Whilst a new study carried out by Verto Analytics revealed that phone based virtual assistants saw declines in terms of monthly users, it would appear that those which cater to home devices grew. Siri may still be the most widely used personal assistant with around 41.4 million users, but it’s monthly users dropped by 15% on this time last year. In comparison, the monthly unique users of Google and Alexa have substantially increased with Alexa’s user figures increasing by more than 200%.
Regardless of this shift in device preference, virtual assistants are on the rise, and as their intelligence improves they are being used as solutions to a multitude of problems not only for personal use on your phone and in the home, but in a variety of businesses and industries.
With the Early Bird discounted ticket offer coming to an end next week (July 28) for the AI Assistant Summit in London, we’re taking a look at the current trends and cutting edge research in the space.
Register now to confirm your place at the summit.

* **Set of tasks**:
A) Duplicate the virtual assistant passage word for word, starting with "Regardless of this" and going on through "at the summit.".
B) Answer these questions from the virtual assistant passage, one per line:
(i) About how many users does Siri have?
(ii) By how much did Alexa's user figures increase?
(iii) On what date does the Early Bird discounted ticket offer end?
C) Write the next part of the virtual assistant passage, following on from its last sentence.

* **Record set**:
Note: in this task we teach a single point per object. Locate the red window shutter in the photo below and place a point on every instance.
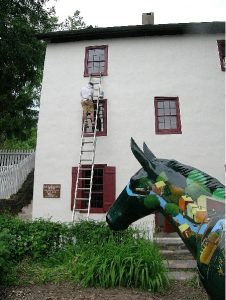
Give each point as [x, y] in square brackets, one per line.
[109, 187]
[73, 184]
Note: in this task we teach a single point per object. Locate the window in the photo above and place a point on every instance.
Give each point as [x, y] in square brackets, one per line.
[101, 119]
[103, 191]
[167, 115]
[96, 60]
[221, 49]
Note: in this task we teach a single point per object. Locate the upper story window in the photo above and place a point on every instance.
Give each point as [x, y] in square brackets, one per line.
[221, 49]
[167, 115]
[96, 60]
[101, 119]
[103, 188]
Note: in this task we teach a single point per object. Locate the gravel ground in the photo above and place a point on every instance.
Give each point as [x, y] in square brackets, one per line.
[178, 291]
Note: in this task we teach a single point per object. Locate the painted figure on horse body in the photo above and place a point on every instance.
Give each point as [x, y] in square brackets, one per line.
[190, 199]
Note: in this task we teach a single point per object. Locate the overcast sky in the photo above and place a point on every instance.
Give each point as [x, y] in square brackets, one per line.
[105, 13]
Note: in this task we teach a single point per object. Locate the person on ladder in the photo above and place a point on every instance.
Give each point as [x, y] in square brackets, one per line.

* **Written responses**:
A)
Regardless of this shift in device preference, virtual assistants are on the rise, and as their intelligence improves they are being used as solutions to a multitude of problems not only for personal use on your phone and in the home, but in a variety of businesses and industries.
With the Early Bird discounted ticket offer coming to an end next week (July 28) for the AI Assistant Summit in London, we’re taking a look at the current trends and cutting edge research in the space.
Register now to confirm your place at the summit.

B)
(i) Around 41.4 million
(ii) By more than 200%
(iii) July 28

C)
You find yourself on a website and have a question. In the bottom right hand corner you see the ‘live chat’ option. Will it be able to answer your question? Chances are that if you asked this 18 months ago the answer would have been ‘maybe’, and to get to your answer would’ve taken some clunky back and forth, but as they improve chatbots are becoming the preferred method of customer support in retail, finance, and many other areas. As well as providing excellent customer experiences, they’re helping companies to cut costs across the board as they get closer to providing a human-like dialogue. The implementation of machine learning and natural language processes is helping developers to get closer to this level of conversation and as these machines learn they begin to understand the meanings of words in different contexts and combinations. If you’re tired after a busy day and don’t want to sit on hold for hours, or need urgent support out of hours, chatbots are increasingly becoming the favourable solution.
LawBot, the legal advice chatbot created last year by four Cambridge University students has just announced the issue of it’s own currency with the relaunch of their product later next month. The legal chatbot is hosted on Facebook messanger and calculates a user's’ chance of winning a legal claim with 71% accuracy, and then recommends them to specific law firms best suited to deal with their claims. Ludwig Bull, founder of LawBot, came up with the idea whilst volunteering at a school sexual consent class and initially designed the product to advise sexual assault victims. The chatbot analyses the quality of users’ claims using data-driven intelligence and their launch of their currency will see LawBot partnering with specific firms who purchase these LawBot ‘coins’.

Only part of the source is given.